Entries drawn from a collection
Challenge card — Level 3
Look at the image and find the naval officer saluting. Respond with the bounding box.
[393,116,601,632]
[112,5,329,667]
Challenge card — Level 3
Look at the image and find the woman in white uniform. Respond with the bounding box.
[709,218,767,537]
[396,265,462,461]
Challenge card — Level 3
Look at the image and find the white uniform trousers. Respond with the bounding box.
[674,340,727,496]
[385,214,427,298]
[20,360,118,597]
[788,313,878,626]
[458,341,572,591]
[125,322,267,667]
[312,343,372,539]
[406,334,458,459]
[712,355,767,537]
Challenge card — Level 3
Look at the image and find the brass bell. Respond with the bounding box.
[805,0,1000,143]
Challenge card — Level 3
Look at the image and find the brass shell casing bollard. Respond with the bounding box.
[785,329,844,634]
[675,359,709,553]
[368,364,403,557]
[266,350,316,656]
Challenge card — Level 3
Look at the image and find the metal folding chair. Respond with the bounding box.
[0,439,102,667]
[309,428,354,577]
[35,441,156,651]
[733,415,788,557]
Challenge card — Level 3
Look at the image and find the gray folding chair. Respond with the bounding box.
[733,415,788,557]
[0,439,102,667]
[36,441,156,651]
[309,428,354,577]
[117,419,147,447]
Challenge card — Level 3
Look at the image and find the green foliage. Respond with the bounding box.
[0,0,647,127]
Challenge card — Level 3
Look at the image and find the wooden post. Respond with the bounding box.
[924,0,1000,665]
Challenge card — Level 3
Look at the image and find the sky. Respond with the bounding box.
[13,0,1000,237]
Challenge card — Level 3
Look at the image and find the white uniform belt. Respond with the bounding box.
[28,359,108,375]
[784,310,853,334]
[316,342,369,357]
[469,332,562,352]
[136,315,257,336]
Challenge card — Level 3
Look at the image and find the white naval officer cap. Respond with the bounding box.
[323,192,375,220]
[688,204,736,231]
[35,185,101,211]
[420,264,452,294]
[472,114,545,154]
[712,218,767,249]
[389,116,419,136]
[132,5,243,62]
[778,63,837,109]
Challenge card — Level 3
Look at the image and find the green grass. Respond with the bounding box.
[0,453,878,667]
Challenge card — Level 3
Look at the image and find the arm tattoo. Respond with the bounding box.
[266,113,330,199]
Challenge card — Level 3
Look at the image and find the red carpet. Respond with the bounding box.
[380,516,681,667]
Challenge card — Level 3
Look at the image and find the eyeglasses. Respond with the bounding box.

Instructions for the task: Express all the data above as a Markdown table with the columns No. and Line, giving each line a numbered row and leaving out blank lines.

Solution to the problem:
| No. | Line |
|---|---|
| 1 | Challenge card — Level 3 |
| 2 | Look at the image and find the naval officer saluting. Respond with the bounding box. |
| 3 | [393,116,601,632] |
| 4 | [112,5,329,667] |
| 5 | Challenge card — Level 3 |
| 6 | Look at the image and find the woman in white uniform. Respond with the bounding box. |
| 7 | [709,218,767,537] |
| 8 | [396,265,462,461] |
| 9 | Challenge card — Level 3 |
| 10 | Look at the image and find the white uniform trousers. Respond with the bounding box. |
| 11 | [674,340,727,496] |
| 12 | [385,214,427,298] |
| 13 | [20,360,118,597] |
| 14 | [788,313,878,626] |
| 15 | [458,341,572,591] |
| 16 | [125,322,267,667] |
| 17 | [312,343,372,539] |
| 18 | [406,334,458,459] |
| 19 | [712,355,767,537] |
| 20 | Challenge card — Level 3 |
| 21 | Look at the image and find the brass bell. Respond with the bounding box. |
| 22 | [805,0,1000,143] |
| 23 | Challenge card — Level 3 |
| 24 | Look at the image and find the brass shell casing bollard. Respond with the bounding box. |
| 25 | [785,329,844,634] |
| 26 | [675,359,709,553] |
| 27 | [368,364,403,557] |
| 28 | [266,350,316,656] |
| 29 | Challenge card — Level 3 |
| 30 | Look at the image and find the metal folding chair. Respond with the bounding box. |
| 31 | [0,439,102,667] |
| 32 | [309,428,354,577] |
| 33 | [35,441,156,651] |
| 34 | [733,415,788,557] |
| 35 | Challenge card — Level 3 |
| 36 | Look at the image and find the gray folding chair. Respond with the bounding box. |
| 37 | [733,415,788,557] |
| 38 | [0,439,102,667] |
| 39 | [36,441,156,651] |
| 40 | [309,428,354,577] |
| 41 | [117,419,147,447] |
| 42 | Challenge card — Level 3 |
| 43 | Look at the image and find the green foliage. Respond with the bounding box. |
| 44 | [0,0,647,127] |
| 45 | Challenge card — Level 3 |
| 46 | Look at the image and find the wooden post. Respond with the bounding box. |
| 47 | [924,0,1000,665] |
| 48 | Challenge card — Level 3 |
| 49 | Look at the image and find the sky. Respond with the bounding box. |
| 50 | [13,0,1000,237] |
| 51 | Challenge card — Level 3 |
| 52 | Look at the image and find the white uniform belt. Respond with the bounding box. |
| 53 | [28,359,108,375] |
| 54 | [784,310,853,334] |
| 55 | [316,342,369,357] |
| 56 | [469,332,562,352] |
| 57 | [136,315,257,336] |
| 58 | Challenge card — Level 3 |
| 59 | Look at the image and find the white naval officer cap. Respond with the bounding box. |
| 60 | [323,192,375,220] |
| 61 | [688,204,736,231] |
| 62 | [35,185,101,211] |
| 63 | [420,264,452,294] |
| 64 | [472,114,545,154] |
| 65 | [712,218,767,249] |
| 66 | [389,116,419,136] |
| 67 | [132,5,243,62] |
| 68 | [778,63,837,109] |
| 69 | Challenge card — Level 3 |
| 70 | Look at the image and find the green grass. Respond with the bounding box. |
| 71 | [0,453,878,667] |
| 72 | Challenge card — Level 3 |
| 73 | Look at the image and find the arm tattoo. Respond with the bounding box. |
| 74 | [266,113,330,199] |
| 75 | Challenge card — Level 3 |
| 76 | Look at the image and find the red carpet. Respond with the bounding box. |
| 77 | [380,516,681,667] |
| 78 | Challenge card — Level 3 |
| 79 | Look at the image and find the eyeglasses. Respond with the bounding box. |